TEXTE EXTRAIT:
Quoi qu’il en soit, tôt dans sa vie de jésuite, Certeau s’intéressa à Favre, son compatriote savoyard à trois siècles de distance ; durant son année de philosophie (1953-1954), il rédigea même un premier article sur son Mémorial, demeuré inédit, et dont C. Langlois donne le texte en annexe. La qualité du travail le fit remarquer par M. Giuliani, tant et si bien qu’il fut engagé, au lendemain de son ordination, comme membre de l’équipe de rédaction de Christus. Et, à la différence de ses confrères de cette équipe, il va compléter sa formation dans un cadre universitaire, comme auditeur, puis élève titulaire, du séminaire de Jean Orcibal, à la 5e section de l’École pratique des hautes études, étant par ailleurs proche d’Henri de Lubac. Le tout se termina par un triple résultat, en 1960 : l’obtention du diplôme de ladite section (janvier), la publication du Mémorial, no 4 de la collection « Christus » (mars) et la défense d’une thèse de troisième cycle, avec l’ouvrage en question (juin).

Ajoutons que tout en étudiant Favre, il s’intéressera de près à Surin, qui était quand même d’une autre complexion spirituelle que Favre ; il déposera même, également au cours de son année de philosophie, un sujet de thèse d’État à son sujet ; pour des raisons pratiques (entre autres son implication dans Christus), l’entreprise sera abandonnée en 1963, tandis que l’année suivante, Certeau entrera également dans la voie de la psychanalyse dans sa forme lacanienne.

ENTRÉES EXTRAITES:

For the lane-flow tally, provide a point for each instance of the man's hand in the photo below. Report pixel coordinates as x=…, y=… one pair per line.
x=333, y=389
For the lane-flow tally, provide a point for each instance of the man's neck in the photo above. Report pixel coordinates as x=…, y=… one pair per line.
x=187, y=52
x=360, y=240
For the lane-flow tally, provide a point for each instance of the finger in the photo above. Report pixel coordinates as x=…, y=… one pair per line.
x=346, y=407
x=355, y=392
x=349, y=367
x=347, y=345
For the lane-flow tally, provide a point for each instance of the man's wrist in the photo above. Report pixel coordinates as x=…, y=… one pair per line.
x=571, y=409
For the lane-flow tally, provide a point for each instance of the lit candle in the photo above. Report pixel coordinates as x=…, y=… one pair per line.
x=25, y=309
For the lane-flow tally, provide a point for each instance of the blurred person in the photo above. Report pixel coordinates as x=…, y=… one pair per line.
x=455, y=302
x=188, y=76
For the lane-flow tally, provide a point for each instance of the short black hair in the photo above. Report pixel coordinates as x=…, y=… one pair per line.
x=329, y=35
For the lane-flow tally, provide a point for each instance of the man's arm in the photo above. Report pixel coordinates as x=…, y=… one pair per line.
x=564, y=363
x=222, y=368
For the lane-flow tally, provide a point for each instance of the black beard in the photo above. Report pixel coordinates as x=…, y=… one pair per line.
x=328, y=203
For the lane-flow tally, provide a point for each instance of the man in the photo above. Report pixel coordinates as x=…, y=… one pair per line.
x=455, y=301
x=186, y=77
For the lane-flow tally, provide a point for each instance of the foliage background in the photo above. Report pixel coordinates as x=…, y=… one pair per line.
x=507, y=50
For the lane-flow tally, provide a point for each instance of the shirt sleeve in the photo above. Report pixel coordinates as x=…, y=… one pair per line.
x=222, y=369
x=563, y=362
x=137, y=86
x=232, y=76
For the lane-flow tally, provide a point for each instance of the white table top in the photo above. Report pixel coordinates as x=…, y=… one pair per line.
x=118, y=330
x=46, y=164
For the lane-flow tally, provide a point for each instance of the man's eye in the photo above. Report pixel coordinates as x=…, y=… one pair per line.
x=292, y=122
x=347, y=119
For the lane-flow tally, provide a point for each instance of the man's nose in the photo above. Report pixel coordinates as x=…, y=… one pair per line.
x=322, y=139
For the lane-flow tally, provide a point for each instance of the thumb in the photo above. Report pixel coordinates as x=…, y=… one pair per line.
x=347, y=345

TRAVAIL À RÉALISER:
Poursuivez le texte sur le parcours de Certeau entre Favre et Surin, à la suite de sa dernière phrase. Ces entrées proviennent d'une source distincte du texte.

RÉPONSE:
L’enquête minutieuse de C. Langlois permet de voir combien tout aussi minutieux fût le travail de Certeau à propos du Mémorial. La qualité était au rendez-vous : Certeau faisait preuve d’une attention scrupuleuse au texte (la source), à sa traduction, à son explication. Voilà qui laissait présager une carrière exceptionnelle. Mais quelle carrière, surtout si l’on veut bien se rappeler les chemins pris par la suite par Certeau ? C’est sans doute à partir de là que les questions se posent. Carrière d’historien (dont Certeau n’avait tout même pas la formation stricte), de théologien, de philosophe, de spécialiste des sciences dites « humaines » qui montaient en puissance, ou toutes à la fois ? L’interdisciplinarité n’est certes nullement à proscrire, pour autant que l’on en mesure la portée.

L’A., manifestement admiratif de Certeau, me pardonnera certainement ce qui va suivre (étant entendu – et que me soit permis d’évoquer ici un souvenir personnel – que, comme jeune jésuite, j’eus la chance de lire le « Favre » de Certeau et le trouvai, et le trouve encore aujourd’hui, admirable).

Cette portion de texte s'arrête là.